Task input:
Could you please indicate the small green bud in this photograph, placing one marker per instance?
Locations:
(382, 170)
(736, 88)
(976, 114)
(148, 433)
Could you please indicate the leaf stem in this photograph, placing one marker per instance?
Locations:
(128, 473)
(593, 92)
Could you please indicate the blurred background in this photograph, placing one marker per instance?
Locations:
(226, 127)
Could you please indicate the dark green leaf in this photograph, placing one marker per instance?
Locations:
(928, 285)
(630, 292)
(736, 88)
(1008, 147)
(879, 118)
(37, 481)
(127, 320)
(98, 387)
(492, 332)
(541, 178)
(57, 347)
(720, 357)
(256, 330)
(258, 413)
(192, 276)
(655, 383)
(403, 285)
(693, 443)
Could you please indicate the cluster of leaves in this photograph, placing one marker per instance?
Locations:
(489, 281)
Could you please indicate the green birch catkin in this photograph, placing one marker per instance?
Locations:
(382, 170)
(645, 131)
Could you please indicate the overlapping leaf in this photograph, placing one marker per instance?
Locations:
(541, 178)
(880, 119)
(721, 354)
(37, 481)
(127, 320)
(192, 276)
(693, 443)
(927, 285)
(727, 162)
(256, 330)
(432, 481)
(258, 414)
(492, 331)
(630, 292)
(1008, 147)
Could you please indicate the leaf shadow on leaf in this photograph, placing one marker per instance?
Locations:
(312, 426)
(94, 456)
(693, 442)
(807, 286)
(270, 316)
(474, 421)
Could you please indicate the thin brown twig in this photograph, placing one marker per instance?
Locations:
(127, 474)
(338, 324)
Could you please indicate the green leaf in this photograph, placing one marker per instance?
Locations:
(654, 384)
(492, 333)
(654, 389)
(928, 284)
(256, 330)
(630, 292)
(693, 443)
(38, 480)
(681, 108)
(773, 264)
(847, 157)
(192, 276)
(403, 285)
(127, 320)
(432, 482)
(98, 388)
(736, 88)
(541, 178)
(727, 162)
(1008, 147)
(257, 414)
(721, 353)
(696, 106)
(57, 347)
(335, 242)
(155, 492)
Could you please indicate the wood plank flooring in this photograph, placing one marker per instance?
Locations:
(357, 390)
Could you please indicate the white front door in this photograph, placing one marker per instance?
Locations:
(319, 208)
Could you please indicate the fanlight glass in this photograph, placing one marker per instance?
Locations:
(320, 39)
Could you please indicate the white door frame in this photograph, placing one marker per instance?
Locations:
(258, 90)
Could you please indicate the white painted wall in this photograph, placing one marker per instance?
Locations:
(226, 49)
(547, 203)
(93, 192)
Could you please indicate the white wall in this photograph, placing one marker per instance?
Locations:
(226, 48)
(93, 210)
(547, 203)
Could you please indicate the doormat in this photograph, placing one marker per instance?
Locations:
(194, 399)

Directions:
Final part of the records: return the line that contains "Could you please indicate the green birch" and every line after it, exactly, with no other lines added.

Solution:
Could you please indicate the green birch catkin in this photograph, placing one marker per instance?
Locations:
(382, 170)
(645, 131)
Could you please indicate the overlapping leaf in this photograph, placing one marker per instance?
Locations:
(541, 178)
(880, 119)
(721, 354)
(37, 481)
(127, 320)
(192, 276)
(693, 443)
(927, 285)
(727, 162)
(256, 330)
(432, 481)
(258, 414)
(492, 331)
(630, 292)
(1008, 147)
Could you please indicate the leaf shadow on leaf in this photograph, placing one marker per instance?
Locations:
(312, 426)
(94, 456)
(693, 442)
(807, 286)
(270, 316)
(474, 421)
Could you please indicate the thin brown twig in this photograph, placing one marker per instance?
Locations:
(127, 474)
(338, 324)
Could you please indicate the green leaf in this photograph, placing one marker per instance?
Locations:
(654, 384)
(492, 333)
(654, 389)
(928, 284)
(256, 330)
(630, 292)
(693, 443)
(38, 480)
(681, 108)
(773, 264)
(847, 157)
(192, 276)
(403, 285)
(127, 320)
(432, 482)
(98, 388)
(736, 88)
(541, 178)
(727, 162)
(1008, 147)
(257, 414)
(721, 353)
(696, 106)
(57, 347)
(335, 242)
(155, 492)
Could you please indicate the wood plank flooring in this photograph, placing one marker per instance?
Locations:
(357, 390)
Could you please indicate the white front door in this photograph, placing one marker per instance?
Locations:
(319, 208)
Could you please indicate the fanlight glass in this photograph, placing one marker per instance?
Locations:
(320, 39)
Could you please indicate the white door frame in this photograph, placing one marker per instance?
Locations:
(258, 90)
Could you please indicate the white painted wall in this photograph, placing one marker per instance?
Locations:
(226, 49)
(547, 203)
(93, 192)
Could you please indicate the white wall in this photograph, placing one marker per instance?
Locations:
(226, 48)
(93, 210)
(547, 203)
Could you please indicate the doormat in this photograph, placing one marker per instance?
Locations:
(194, 399)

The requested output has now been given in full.